■ **Excerto do texto**
**********

Euclides da Lomba, um dos expoentes máximos do romantismo angolano, antigo estudante em Cuba, sempre assumiu que O2, SSP e Don Kikas foram determinantes para adequar o seu romantismo à realidade angolana, sem deixar de lado o que bebeu lá na América Latina e Caribe. É dos artistas mais solicitados e aproveitados nesta época do amor "mainstream”. Uma das marcas do seu romantismo é que as suas canções têm um forte pendor sensual e erótico.


"Embrião” e "Astro da Minha Vida” 

Neste pequeno ensaio "Embrião” e "Astro da Minha Vida”, respectivamente de Sabino Henda e Kristo, não poderiam ficar de fora, porque tornaram-se hinos do amor para muitos angolanos e temas de abertura de casamentos. É de ressaltar também Bangão, que cunhou e cristalizou termos muito angolanos como "Fofucho” e "Pacheco”, que ganharam vida na voz de Patrícia Faria. Exemplos mais recentes são  "Matemática de Amor”, cantada por Matias Damásio ou "Eclipse do Amor” por Yola Semedo, que, indo mais longe, em "Carlitos” demonstrou que as mulheres também cantam com alma e coração para o seu amor.

Yola Semedo, Ary, Pérola, Margareth do Rosário, Bruna Tatiana, dentre outras vozes femininas, também partem corações com as suas canções. Do lado masculino não podemos descartar Eddy Tussa, que cantou "Amor Mwangolé”. Num breve passeio de memória localizamos outros cantores românticos: Puto Português, Kyaku Kyadaff, Jojó Gouveia, Mago de Sousa, Ivan Alekxey e outros de uma geração em que tem grande destaque Yuri da Cunha, um "loverman” que com o seu toque especial em "Regressa” foi determinante para a volta aos palcos de Euclides da Lomba, que então se encontrava "aposentado” enquanto músico.


Diversidade e novas tendências

Os SSP, demarcando-se dos outros pioneiros do Rap mwangolé, esquivaram-se das mensagens de cariz social e politico, optando pela intervenção no amor. Não é por acaso que se estreiaram com "99% de Amor”. O movimento Hip Hop tem muitas pedradas românticas, com grupos como Army Squad, Mess e inúmeros artistas individuais de grande valor. Para aqui chamamos o tema "Mais um Dia”, dos Kalibrados, para fazer a ponte com Anselmo Ralph, que na fase inicial da sua carreira era conhecido como "o primo do Laton”. Heavy C,  como cantor e produtor, não pode ficar de fora dessa viagem, agora já não tão relutante, pelo universo da canção romântica angolana.

**********

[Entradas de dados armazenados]
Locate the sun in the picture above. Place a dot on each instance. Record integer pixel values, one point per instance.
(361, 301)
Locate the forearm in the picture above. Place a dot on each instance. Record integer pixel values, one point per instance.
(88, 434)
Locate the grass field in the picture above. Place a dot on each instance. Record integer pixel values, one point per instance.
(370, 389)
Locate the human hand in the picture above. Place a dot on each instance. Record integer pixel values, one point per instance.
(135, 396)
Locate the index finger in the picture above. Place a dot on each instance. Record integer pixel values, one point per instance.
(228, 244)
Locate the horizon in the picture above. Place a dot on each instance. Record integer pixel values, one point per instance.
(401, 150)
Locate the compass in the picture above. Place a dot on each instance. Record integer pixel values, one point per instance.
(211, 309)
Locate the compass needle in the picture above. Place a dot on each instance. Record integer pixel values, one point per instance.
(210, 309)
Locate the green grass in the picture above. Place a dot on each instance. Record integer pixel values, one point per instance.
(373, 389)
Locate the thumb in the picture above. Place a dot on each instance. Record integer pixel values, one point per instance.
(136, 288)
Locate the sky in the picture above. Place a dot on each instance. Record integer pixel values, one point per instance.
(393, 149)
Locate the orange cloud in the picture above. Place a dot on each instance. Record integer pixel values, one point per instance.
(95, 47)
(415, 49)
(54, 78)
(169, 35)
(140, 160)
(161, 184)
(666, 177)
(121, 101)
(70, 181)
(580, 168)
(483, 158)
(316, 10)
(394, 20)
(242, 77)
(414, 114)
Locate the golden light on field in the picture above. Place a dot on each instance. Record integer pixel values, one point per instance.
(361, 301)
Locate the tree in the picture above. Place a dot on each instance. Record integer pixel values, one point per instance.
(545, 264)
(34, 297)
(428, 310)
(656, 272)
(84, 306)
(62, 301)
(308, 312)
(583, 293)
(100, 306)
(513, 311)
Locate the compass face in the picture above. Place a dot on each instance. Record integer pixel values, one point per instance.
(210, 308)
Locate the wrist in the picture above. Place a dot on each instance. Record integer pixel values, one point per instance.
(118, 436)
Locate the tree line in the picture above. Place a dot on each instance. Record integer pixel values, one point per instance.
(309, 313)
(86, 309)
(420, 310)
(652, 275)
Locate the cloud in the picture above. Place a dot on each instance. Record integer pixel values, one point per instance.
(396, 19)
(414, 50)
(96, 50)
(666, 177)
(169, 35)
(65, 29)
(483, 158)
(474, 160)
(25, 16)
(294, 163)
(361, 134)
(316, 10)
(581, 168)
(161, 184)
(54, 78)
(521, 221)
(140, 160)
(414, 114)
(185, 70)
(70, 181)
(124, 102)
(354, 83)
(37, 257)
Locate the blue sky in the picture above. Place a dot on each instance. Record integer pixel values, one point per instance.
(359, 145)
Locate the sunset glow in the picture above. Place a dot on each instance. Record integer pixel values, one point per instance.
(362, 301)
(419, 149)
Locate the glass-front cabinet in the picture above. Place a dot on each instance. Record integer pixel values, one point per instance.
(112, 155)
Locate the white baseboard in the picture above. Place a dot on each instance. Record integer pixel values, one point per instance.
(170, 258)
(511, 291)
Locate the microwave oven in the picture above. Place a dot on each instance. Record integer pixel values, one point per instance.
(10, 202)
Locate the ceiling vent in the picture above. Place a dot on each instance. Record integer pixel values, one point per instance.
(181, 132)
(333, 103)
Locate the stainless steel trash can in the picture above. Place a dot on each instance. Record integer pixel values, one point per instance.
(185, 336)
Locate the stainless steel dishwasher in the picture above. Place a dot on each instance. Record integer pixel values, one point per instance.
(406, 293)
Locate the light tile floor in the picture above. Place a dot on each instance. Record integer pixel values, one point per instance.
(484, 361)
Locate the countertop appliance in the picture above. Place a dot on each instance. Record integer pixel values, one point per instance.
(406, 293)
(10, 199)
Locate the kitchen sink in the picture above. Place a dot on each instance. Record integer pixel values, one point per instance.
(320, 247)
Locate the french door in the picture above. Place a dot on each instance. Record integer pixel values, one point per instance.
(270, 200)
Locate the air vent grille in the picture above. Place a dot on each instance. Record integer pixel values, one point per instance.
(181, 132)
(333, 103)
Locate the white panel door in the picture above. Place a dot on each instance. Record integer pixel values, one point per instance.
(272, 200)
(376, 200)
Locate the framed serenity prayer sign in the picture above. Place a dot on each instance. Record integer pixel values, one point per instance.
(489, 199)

**********

■ **Conjunto de tarefas**
A) No excerto sobre a música romântica angolana, reescreva o trecho entre "Os SSP, demarcando-se" e "canção romântica angolana.", inclusive, e substitua "pedradas" por "canções".
B) De acordo com o excerto sobre a música romântica angolana, com que tema os SSP se estrearam?

■ **Respostas dos exercícios**
A)
Os SSP, demarcando-se dos outros pioneiros do Rap mwangolé, esquivaram-se das mensagens de cariz social e politico, optando pela intervenção no amor. Não é por acaso que se estreiaram com "99% de Amor”. O movimento Hip Hop tem muitas canções românticas, com grupos como Army Squad, Mess e inúmeros artistas individuais de grande valor. Para aqui chamamos o tema "Mais um Dia”, dos Kalibrados, para fazer a ponte com Anselmo Ralph, que na fase inicial da sua carreira era conhecido como "o primo do Laton”. Heavy C,  como cantor e produtor, não pode ficar de fora dessa viagem, agora já não tão relutante, pelo universo da canção romântica angolana.

B) "99% de Amor".